Monday, December 7, 2009

Inflation...what the...

I recently had a great conversation with a friend who is a financial planner. His feedback concerning inflation mirrored my opinions on where interest rates are heading in 2010.

One of the main indicators for inflation over the next year will be the price of oil. This opinion makes a lot of sense as it takes time for the increased cost of oil to show up in our groceries, plastic packaged items, toys and so on, even if the higher cost of oil shows up immediately at the pump. But the higher the cost of oil over a sustained amount of time, the more likely this will have an impact on our figures for inflation.

We'll likely see an increase in the price of oil sometime late next year as economies gain momentum. As a result we should expect inflation to start trickling into the system shortly after that, with the bulk of the increase in 2011. So for people wondering if they should renew their mortgages early or consider a variable rate, it's important to remember that the fixed rates will move up based on the expectations for inflation - so making a move before 2011 may be a wise decision.

With the Bank of Canada likely not to move their rates much until 2011, we may see a giant spread between variable and fixed mortgage rates. So don't take your eye off the ball if you want to have a fixed rate with a stable payment. Consider locking-in sometime around the summer of 2010.

Monday, November 16, 2009

Clear up debt for 2010: a great financial goal because of low rates

About a quarter of my mortgage practise consists of people who come to ask advice and help around paying off debt. Considering that a mortgage is normally a person’s largest liability, there are a couple of simple things you can do if you’re carrying balances on credit cards, or lines of credit.

With the recession affects lingering for another six to eight months, and overtime pay at many companies cut, consumer debt has steadily increased. The majority of individuals carry balances on credit cards and lines-of-credit from month-to-month.

A financial focus to pay off debt in 2010 will give your personal balance sheet a boost and increase your net worth.

Here are a few ideas:

1. Pay off higher-interest debt first
Paying-off higher interest debt first such as credit cards is a good approach to paying down consumer debt. The interest rates on credit cards is normally much higher than on debt that is secured by a property (such has a mortgage) or a loan on a vehicle. The reason is that the greatest incidence on credit defaults occurs on credit cards.

ENTRIES SUPPLIED
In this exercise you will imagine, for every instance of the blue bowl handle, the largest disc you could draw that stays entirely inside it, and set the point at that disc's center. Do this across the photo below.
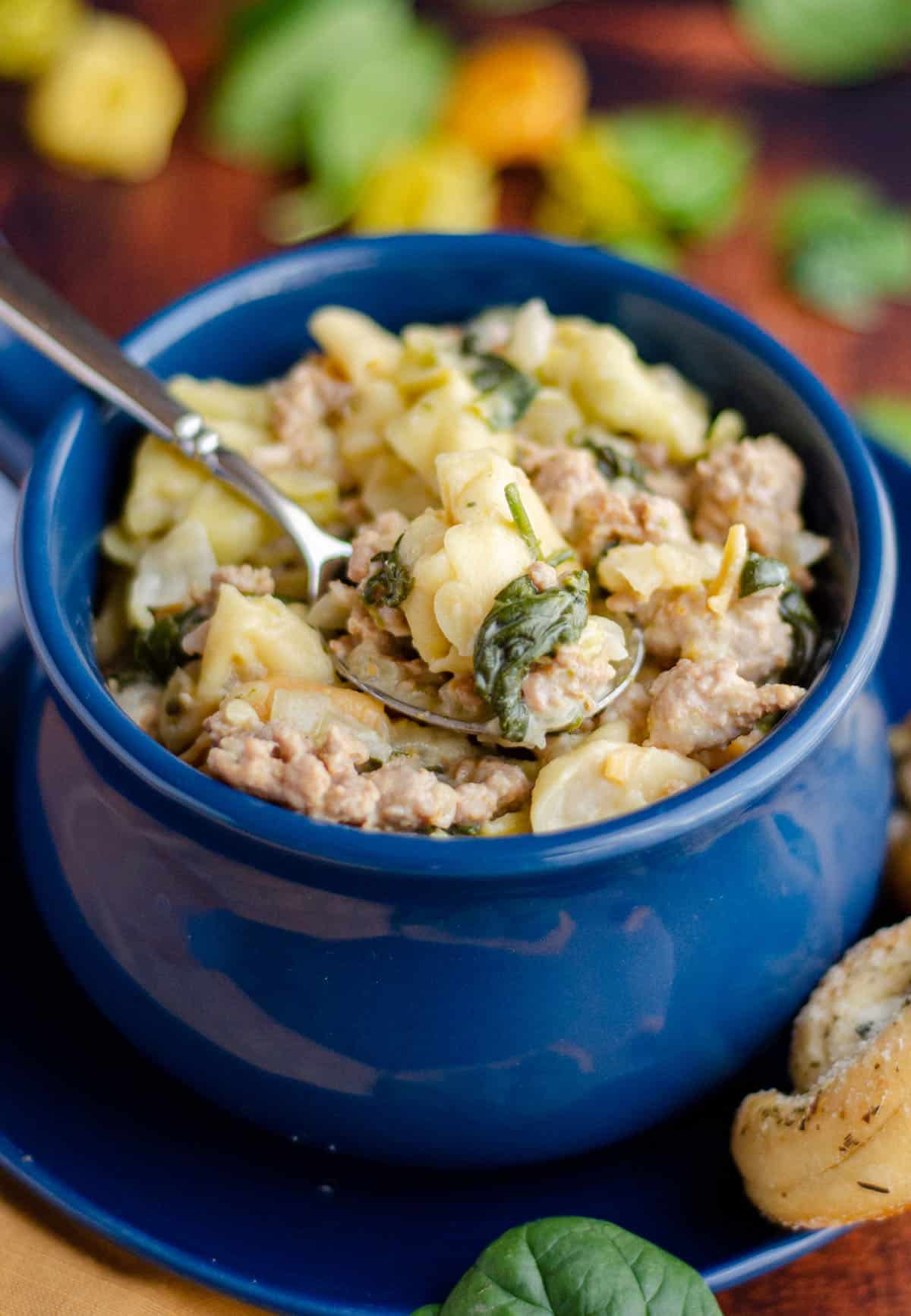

...

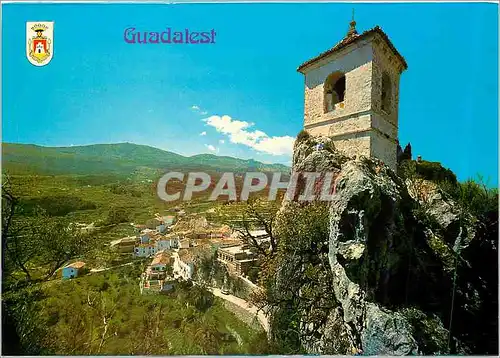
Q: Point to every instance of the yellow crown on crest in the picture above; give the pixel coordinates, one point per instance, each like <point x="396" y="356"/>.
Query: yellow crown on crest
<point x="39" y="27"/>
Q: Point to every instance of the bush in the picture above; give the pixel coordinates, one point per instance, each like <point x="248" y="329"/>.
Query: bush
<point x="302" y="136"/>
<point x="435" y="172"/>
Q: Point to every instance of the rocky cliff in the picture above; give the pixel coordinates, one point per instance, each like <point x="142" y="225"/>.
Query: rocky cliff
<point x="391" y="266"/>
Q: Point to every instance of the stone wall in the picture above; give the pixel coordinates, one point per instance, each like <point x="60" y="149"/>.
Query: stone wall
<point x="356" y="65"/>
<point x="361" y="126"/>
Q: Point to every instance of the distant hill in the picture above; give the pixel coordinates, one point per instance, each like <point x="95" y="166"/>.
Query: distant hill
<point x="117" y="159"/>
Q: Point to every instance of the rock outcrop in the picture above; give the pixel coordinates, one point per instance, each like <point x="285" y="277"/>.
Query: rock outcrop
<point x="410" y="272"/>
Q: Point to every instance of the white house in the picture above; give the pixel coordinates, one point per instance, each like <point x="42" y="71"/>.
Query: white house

THE TASKS
**A)** Please extract everything in the mortgage blog from "With the recession" down to "your net worth.".
**B)** Answer these questions using the mortgage blog:
(i) What is the profession of the writer's friend?
(ii) Around what time does the writer suggest considering locking in a fixed rate?
(iii) About what share of the writer's mortgage practice is made up of people seeking advice and help with paying off debt?

ANSWERS
**A)**
With the recession affects lingering for another six to eight months, and overtime pay at many companies cut, consumer debt has steadily increased. The majority of individuals carry balances on credit cards and lines-of-credit from month-to-month.

A financial focus to pay off debt in 2010 will give your personal balance sheet a boost and increase your net worth.

**B)**
(i) A financial planner.
(ii) Around the summer of 2010.
(iii) About a quarter.